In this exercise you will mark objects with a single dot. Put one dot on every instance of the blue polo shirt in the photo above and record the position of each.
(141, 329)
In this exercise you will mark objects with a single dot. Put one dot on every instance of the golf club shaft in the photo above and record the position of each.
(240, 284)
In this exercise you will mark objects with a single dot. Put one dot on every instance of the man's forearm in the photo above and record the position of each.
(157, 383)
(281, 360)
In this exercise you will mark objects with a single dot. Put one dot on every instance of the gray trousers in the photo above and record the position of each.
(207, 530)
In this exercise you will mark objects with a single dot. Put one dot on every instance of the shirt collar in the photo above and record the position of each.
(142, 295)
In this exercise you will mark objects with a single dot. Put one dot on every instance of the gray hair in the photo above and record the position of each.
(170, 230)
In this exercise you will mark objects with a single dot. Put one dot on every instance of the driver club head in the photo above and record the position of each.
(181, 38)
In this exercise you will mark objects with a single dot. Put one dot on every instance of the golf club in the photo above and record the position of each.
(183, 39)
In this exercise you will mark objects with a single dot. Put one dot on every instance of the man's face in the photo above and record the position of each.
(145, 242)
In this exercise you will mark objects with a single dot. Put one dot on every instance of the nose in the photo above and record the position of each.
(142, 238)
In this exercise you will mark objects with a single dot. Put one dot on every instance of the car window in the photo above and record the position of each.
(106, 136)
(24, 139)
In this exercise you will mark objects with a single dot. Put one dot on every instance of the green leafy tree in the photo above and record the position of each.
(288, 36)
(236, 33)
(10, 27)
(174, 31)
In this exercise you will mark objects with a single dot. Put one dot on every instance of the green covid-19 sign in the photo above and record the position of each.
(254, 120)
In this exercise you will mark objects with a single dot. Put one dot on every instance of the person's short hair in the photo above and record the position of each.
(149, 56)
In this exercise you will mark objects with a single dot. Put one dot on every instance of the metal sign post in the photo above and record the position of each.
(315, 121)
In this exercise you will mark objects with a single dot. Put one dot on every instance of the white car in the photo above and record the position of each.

Problem statement ::
Transcribe all lines as written.

Reply ::
In this exercise you will mark objects with a single dot. Put one dot on every instance of the blue polo shirt in the photo above and record the position of each.
(141, 329)
In this exercise you will mark objects with a single dot. Put one dot on every instance of the golf club shaft in the photo above and record the position of each.
(240, 284)
In this exercise you will mark objects with a single dot. Put one dot on every instance of the man's forearm in the photo above and record the position of each.
(157, 383)
(281, 360)
In this exercise you will mark objects with a single dot. Put one dot on every instance of the gray trousers in the photo above and record the position of each.
(207, 530)
In this exercise you will mark objects with a single dot. Put one dot on every instance of the shirt collar in the photo above and record the position of each.
(142, 295)
In this exercise you will mark objects with a single dot. Put one dot on every instance of the gray hair in the photo above and record the position of each.
(170, 230)
In this exercise you will mark objects with a single dot. Put one dot on every instance of the driver club head in the photo above and record the position of each.
(181, 38)
In this exercise you will mark objects with a single dot. Put one dot on every instance of the golf club in the photo above and record the position of each.
(183, 39)
In this exercise you will mark objects with a single dot. Put one dot on every instance of the man's face in the photo above and record the position of each.
(145, 242)
In this exercise you will mark objects with a single dot. Put one dot on every instance of the nose in the photo above and record the position of each.
(142, 238)
In this exercise you will mark objects with a single dot. Put one dot on every instance of the car window in the photo above and record the position of each.
(106, 136)
(24, 139)
In this exercise you will mark objects with a single dot. Put one dot on every instance of the green leafy tree in the photo above and record the position of each.
(288, 36)
(236, 33)
(10, 27)
(174, 31)
In this exercise you will mark objects with a single dot. Put one dot on every instance of the green covid-19 sign in the photo above and record the position of each.
(254, 120)
In this exercise you will mark objects with a single dot. Put one dot on every instance of the person's short hair in the photo above and record the position of each.
(149, 56)
In this exercise you will mark objects with a single dot. Put one dot on every instance of the metal sign post in the photo above and record the position of each.
(315, 121)
In this exercise you will mark objects with a single dot. Put one dot on every instance of the white car in the photo above and record the position of each.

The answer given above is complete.